Data records
#####

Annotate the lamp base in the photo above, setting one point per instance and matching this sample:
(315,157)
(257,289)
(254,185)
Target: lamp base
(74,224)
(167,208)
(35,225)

#####

■ The exercise: Please rewrite the data above with every "lamp base" replaced by "lamp stand", leaving everything else unchanged.

■ The output:
Annotate the lamp stand in the photo above, setting one point per instance and matching this sample:
(315,157)
(257,289)
(254,185)
Target: lamp stand
(74,224)
(167,208)
(35,225)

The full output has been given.